• EXERCISE INSTRUCTIONS: Exactly reproduce the line containing "the white colonial" together with every line after it, through the end of the entries, and give nothing more.

----- DATA PROVIDED -----

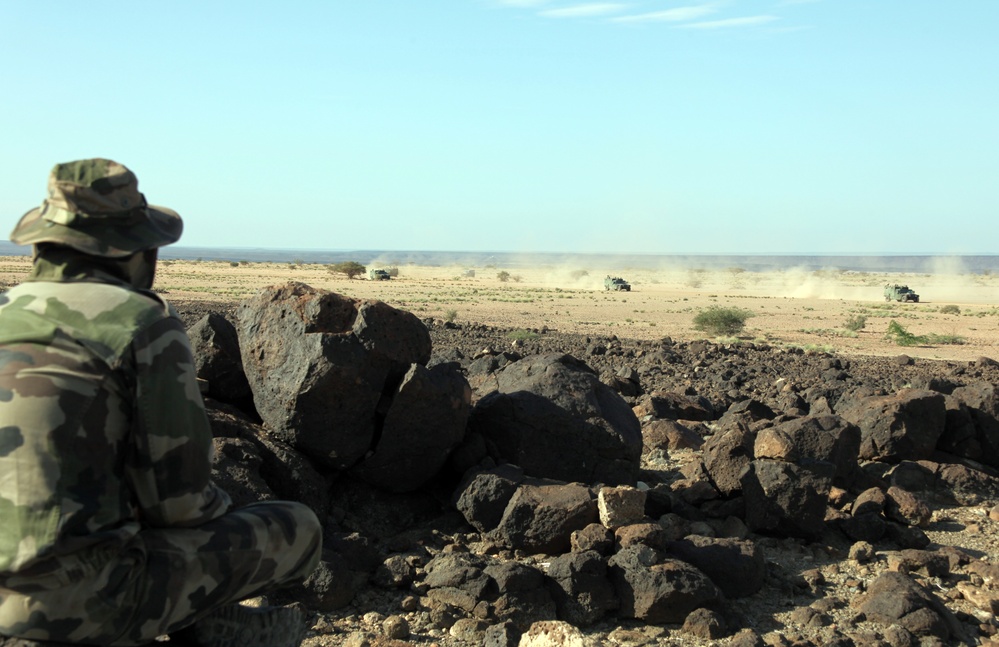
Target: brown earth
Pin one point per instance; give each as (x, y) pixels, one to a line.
(791, 311)
(789, 308)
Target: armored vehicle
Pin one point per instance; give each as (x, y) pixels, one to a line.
(616, 283)
(896, 292)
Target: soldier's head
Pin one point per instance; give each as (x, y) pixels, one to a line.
(94, 207)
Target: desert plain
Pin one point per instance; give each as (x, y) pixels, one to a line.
(958, 311)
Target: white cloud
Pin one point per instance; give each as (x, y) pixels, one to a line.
(583, 10)
(678, 14)
(730, 22)
(521, 3)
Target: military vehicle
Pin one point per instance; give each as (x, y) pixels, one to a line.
(616, 283)
(896, 292)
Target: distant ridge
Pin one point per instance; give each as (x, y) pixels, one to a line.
(917, 263)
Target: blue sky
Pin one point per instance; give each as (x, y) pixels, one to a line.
(738, 126)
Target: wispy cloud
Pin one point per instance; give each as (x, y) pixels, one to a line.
(583, 10)
(521, 3)
(730, 22)
(679, 14)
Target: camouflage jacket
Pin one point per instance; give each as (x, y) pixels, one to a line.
(102, 427)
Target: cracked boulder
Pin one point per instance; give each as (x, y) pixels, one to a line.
(553, 417)
(345, 382)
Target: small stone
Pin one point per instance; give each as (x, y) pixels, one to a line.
(396, 627)
(861, 552)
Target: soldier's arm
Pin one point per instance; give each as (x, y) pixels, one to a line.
(171, 455)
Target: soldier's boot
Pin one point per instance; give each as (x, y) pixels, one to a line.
(236, 625)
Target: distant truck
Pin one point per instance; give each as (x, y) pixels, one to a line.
(897, 292)
(616, 283)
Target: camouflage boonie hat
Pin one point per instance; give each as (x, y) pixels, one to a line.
(95, 206)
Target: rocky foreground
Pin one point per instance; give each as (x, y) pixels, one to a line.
(497, 487)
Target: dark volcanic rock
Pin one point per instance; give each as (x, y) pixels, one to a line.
(344, 381)
(656, 590)
(903, 426)
(555, 419)
(217, 360)
(542, 516)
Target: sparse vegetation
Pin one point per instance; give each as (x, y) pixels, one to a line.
(902, 337)
(351, 269)
(855, 323)
(721, 321)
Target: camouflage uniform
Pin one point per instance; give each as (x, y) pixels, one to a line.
(111, 530)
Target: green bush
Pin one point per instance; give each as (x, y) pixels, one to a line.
(721, 321)
(856, 323)
(903, 337)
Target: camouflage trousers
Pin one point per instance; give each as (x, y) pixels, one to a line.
(167, 578)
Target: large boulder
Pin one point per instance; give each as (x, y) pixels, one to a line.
(579, 584)
(736, 566)
(657, 590)
(215, 346)
(982, 400)
(727, 454)
(787, 499)
(553, 417)
(902, 426)
(541, 516)
(803, 441)
(344, 381)
(423, 424)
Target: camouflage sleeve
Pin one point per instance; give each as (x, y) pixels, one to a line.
(170, 461)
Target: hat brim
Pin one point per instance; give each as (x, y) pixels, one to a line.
(155, 227)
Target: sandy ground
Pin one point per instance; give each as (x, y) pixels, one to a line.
(793, 308)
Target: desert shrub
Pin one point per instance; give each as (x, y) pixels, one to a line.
(350, 269)
(721, 321)
(902, 337)
(942, 340)
(855, 323)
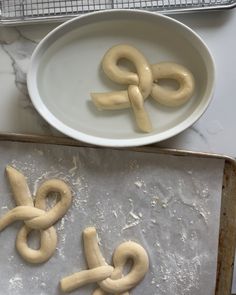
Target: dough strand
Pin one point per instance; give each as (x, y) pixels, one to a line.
(36, 217)
(142, 84)
(114, 282)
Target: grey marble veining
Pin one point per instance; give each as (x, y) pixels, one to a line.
(17, 44)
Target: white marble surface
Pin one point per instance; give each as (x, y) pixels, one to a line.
(215, 130)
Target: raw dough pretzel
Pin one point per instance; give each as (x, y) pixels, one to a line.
(142, 84)
(35, 215)
(109, 279)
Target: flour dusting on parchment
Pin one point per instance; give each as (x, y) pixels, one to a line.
(167, 204)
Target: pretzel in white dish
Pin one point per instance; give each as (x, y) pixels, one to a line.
(142, 84)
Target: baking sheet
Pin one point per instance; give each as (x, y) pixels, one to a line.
(169, 204)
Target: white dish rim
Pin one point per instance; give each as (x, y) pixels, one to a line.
(110, 142)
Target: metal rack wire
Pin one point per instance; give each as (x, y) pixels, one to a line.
(19, 11)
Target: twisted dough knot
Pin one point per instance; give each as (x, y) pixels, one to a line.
(35, 215)
(142, 84)
(110, 279)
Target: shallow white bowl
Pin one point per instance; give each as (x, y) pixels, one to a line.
(66, 67)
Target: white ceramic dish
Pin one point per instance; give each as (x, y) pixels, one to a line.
(65, 68)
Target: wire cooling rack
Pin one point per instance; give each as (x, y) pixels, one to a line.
(20, 11)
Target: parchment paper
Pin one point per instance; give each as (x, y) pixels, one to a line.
(168, 204)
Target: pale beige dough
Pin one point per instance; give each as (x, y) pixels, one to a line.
(142, 84)
(35, 216)
(110, 279)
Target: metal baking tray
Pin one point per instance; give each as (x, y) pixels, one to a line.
(33, 11)
(227, 233)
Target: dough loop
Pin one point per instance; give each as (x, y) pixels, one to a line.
(110, 279)
(35, 215)
(142, 84)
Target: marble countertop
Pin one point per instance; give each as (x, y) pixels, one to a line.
(214, 131)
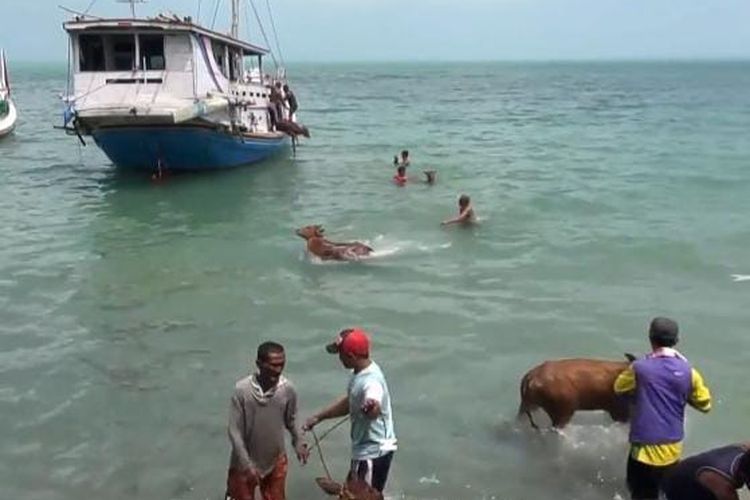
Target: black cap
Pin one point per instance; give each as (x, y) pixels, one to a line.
(663, 332)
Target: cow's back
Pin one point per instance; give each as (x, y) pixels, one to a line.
(585, 384)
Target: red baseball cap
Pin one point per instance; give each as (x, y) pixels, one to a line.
(351, 341)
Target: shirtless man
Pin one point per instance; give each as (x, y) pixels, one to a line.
(465, 212)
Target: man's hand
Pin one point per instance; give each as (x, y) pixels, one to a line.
(371, 408)
(303, 452)
(310, 423)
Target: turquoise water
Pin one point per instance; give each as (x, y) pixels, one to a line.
(608, 193)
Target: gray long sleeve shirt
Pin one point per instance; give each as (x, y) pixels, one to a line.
(257, 421)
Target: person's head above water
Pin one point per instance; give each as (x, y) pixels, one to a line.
(744, 469)
(663, 332)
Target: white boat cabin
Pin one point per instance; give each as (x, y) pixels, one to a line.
(165, 70)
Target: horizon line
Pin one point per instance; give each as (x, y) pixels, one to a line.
(624, 59)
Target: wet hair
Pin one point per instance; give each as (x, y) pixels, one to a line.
(267, 348)
(663, 332)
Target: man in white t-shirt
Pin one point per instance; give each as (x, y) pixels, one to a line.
(368, 404)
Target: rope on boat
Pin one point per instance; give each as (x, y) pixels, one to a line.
(91, 5)
(330, 429)
(263, 31)
(320, 454)
(275, 35)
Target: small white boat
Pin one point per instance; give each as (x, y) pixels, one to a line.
(8, 113)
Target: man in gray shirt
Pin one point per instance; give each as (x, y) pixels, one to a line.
(263, 405)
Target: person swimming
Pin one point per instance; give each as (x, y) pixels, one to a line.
(465, 212)
(403, 161)
(430, 176)
(400, 177)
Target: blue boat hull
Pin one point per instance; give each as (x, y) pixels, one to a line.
(183, 148)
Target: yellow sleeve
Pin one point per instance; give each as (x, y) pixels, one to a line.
(625, 381)
(700, 397)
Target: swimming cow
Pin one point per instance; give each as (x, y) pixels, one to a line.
(330, 250)
(562, 387)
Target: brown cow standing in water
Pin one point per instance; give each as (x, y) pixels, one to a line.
(353, 489)
(330, 250)
(562, 387)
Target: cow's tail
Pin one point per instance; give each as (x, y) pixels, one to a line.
(526, 406)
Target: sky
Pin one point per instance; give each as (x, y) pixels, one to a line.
(432, 30)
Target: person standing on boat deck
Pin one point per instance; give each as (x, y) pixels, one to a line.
(712, 475)
(291, 100)
(279, 101)
(263, 405)
(661, 385)
(465, 212)
(274, 104)
(368, 404)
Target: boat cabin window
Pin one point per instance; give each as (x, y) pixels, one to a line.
(91, 52)
(123, 52)
(220, 52)
(152, 51)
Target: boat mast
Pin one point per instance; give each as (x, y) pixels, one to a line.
(235, 19)
(132, 5)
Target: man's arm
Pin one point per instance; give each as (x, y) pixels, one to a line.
(625, 382)
(337, 409)
(700, 397)
(235, 429)
(717, 484)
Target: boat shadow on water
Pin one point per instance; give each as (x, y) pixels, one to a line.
(196, 199)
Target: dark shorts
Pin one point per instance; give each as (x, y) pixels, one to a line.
(374, 472)
(644, 480)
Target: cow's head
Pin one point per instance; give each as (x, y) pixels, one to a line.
(353, 489)
(313, 231)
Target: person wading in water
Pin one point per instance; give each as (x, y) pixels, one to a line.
(661, 385)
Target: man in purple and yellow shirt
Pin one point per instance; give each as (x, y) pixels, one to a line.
(661, 385)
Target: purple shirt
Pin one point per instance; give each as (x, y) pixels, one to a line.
(663, 386)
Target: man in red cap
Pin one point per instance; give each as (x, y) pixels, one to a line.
(368, 404)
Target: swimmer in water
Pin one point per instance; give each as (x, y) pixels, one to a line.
(400, 178)
(465, 212)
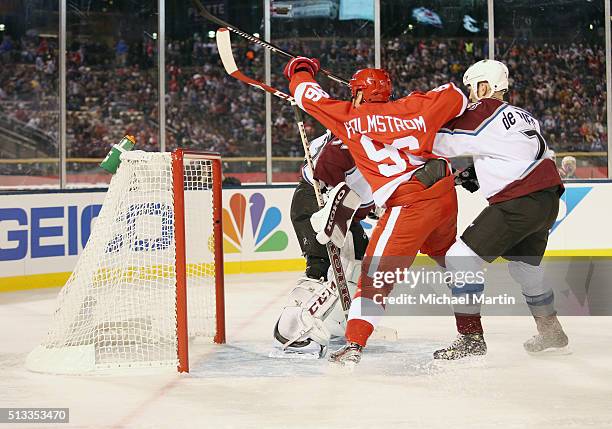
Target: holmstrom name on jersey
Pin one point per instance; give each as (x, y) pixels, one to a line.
(384, 124)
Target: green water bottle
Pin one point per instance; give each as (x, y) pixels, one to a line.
(112, 161)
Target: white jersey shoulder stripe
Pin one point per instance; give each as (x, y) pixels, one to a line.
(479, 129)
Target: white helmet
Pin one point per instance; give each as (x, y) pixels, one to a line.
(493, 72)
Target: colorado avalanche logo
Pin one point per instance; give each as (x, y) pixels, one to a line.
(262, 236)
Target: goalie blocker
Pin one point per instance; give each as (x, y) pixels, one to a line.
(332, 222)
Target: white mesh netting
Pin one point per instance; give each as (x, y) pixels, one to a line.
(118, 309)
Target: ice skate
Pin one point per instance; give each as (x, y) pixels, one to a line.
(348, 355)
(465, 345)
(550, 339)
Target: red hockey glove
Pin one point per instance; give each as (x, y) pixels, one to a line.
(310, 65)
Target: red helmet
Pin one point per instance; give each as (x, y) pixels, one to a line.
(375, 84)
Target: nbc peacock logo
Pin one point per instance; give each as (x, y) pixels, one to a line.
(263, 234)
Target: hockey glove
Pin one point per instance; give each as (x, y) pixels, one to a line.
(310, 65)
(467, 179)
(332, 222)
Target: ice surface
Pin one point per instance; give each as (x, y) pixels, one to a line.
(396, 385)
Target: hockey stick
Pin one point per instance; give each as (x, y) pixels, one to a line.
(212, 18)
(224, 45)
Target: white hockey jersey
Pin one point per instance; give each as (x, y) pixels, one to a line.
(510, 155)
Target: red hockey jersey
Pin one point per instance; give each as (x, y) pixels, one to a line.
(388, 141)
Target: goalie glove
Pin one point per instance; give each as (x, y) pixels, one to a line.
(467, 179)
(332, 222)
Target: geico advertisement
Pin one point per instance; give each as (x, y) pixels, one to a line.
(45, 233)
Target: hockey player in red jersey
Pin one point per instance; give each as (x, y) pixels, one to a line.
(391, 143)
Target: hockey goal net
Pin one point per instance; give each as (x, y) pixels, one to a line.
(151, 275)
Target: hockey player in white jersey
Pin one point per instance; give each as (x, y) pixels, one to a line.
(516, 173)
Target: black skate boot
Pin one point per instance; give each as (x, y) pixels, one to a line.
(550, 339)
(465, 345)
(350, 354)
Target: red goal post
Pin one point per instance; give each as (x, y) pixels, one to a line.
(179, 158)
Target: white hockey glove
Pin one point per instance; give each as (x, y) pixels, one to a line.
(333, 221)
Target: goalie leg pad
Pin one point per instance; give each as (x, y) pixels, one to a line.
(332, 222)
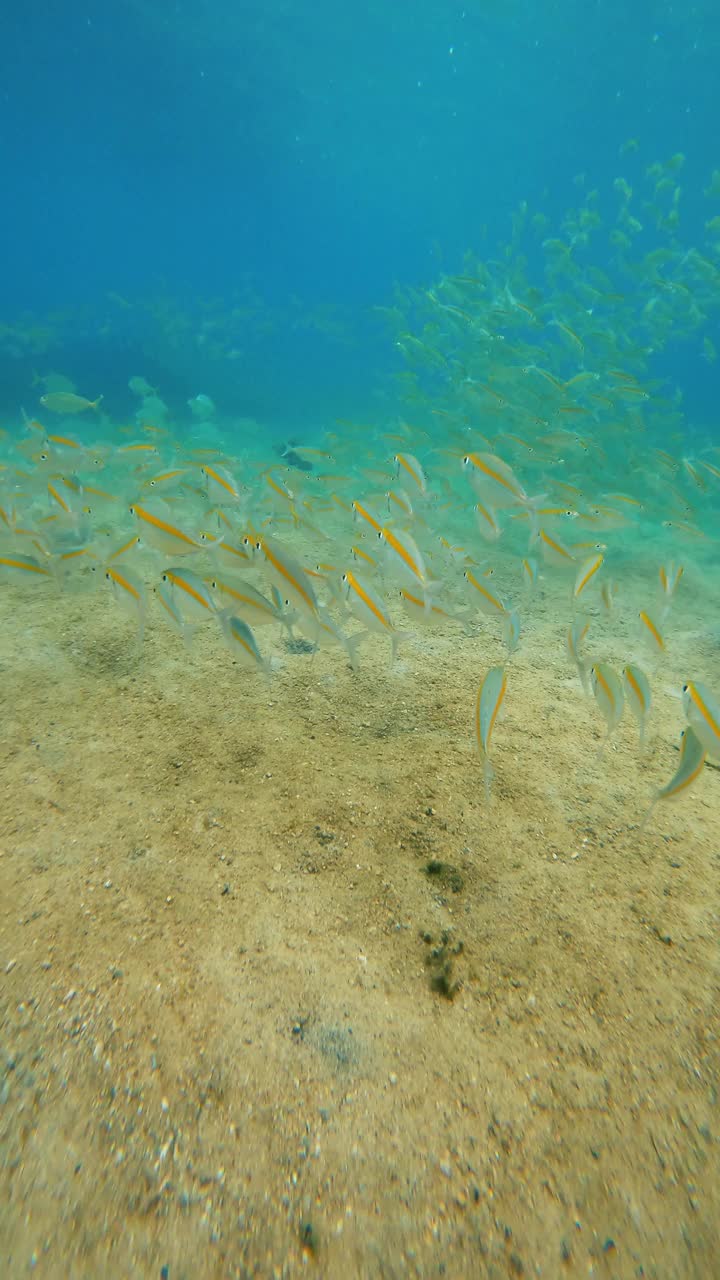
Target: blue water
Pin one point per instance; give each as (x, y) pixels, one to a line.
(310, 158)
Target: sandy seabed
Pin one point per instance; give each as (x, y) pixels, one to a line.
(282, 995)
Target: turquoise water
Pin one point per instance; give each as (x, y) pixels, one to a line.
(359, 528)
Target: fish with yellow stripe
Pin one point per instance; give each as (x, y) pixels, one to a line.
(702, 712)
(158, 529)
(369, 608)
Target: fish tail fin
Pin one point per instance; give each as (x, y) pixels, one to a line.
(488, 775)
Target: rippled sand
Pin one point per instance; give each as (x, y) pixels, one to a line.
(283, 995)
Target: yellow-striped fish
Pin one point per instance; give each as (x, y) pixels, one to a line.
(651, 629)
(702, 712)
(247, 603)
(487, 600)
(410, 467)
(22, 566)
(493, 480)
(188, 590)
(287, 574)
(402, 557)
(128, 590)
(586, 574)
(220, 485)
(158, 530)
(369, 608)
(609, 695)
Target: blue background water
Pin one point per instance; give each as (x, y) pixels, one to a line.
(318, 152)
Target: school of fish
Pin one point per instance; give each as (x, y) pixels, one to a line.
(533, 443)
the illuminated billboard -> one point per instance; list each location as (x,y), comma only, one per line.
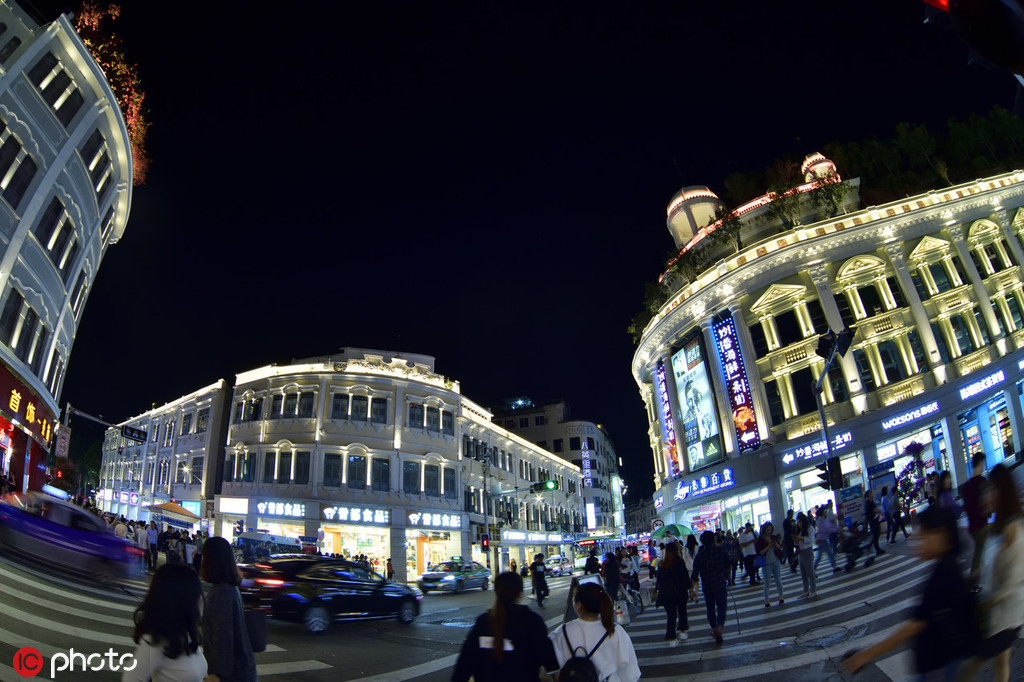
(701,440)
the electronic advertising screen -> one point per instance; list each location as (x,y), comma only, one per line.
(698,417)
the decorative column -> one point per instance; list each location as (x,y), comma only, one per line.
(980,291)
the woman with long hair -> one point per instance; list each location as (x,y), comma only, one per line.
(595,633)
(673,592)
(225,639)
(1003,577)
(509,643)
(167,628)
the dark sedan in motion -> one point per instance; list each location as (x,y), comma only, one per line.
(315,591)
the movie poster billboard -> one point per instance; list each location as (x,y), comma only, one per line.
(698,417)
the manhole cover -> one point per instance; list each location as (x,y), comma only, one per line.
(822,636)
(453,623)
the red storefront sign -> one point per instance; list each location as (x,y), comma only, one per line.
(20,403)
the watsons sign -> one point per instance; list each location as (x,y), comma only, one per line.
(907,417)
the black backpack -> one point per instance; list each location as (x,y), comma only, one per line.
(580,669)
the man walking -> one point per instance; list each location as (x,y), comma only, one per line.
(747,540)
(977,510)
(711,567)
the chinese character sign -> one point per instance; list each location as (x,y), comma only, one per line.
(665,418)
(696,403)
(736,384)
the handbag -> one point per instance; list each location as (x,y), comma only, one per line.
(256,627)
(622,612)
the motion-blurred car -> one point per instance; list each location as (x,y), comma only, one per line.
(557,565)
(62,535)
(315,591)
(455,577)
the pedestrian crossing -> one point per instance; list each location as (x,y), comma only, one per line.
(804,638)
(55,613)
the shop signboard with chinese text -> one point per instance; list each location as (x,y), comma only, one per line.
(736,385)
(696,403)
(669,445)
(20,403)
(705,484)
(360,515)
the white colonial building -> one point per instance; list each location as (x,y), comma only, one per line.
(66,172)
(370,452)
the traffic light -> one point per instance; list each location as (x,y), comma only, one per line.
(835,473)
(825,480)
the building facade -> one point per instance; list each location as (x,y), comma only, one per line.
(586,444)
(176,458)
(932,288)
(369,452)
(66,173)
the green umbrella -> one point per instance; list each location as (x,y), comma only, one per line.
(674,529)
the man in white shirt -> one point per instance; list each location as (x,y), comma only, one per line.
(747,538)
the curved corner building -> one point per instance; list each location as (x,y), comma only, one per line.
(932,287)
(66,173)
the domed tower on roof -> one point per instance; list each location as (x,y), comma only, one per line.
(816,166)
(689,210)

-----

• FULL OUTPUT:
the white colonial building -> one point per instance; list each location as (x,y), comma only, one per line.
(66,172)
(370,452)
the traffic light -> one point per instance; list each location as (x,y), comma only, one per line.
(835,473)
(825,480)
the building facade -> one point per instance; list each location as (x,y), comma only, one per line.
(586,444)
(176,458)
(932,288)
(369,452)
(66,173)
the green umbrella -> one point per instance; list each location as (x,y), comma only, one per line.
(674,529)
the man in white shirt -> one point per instance; list each location as (x,y), comma only, one per line.
(747,538)
the curved corner building -> one point per instance; list each location as (x,y), comma only, one per line.
(932,287)
(66,173)
the domed tower on roof -> one point per instance; list each location as (x,y), comma only, one per line.
(816,166)
(689,210)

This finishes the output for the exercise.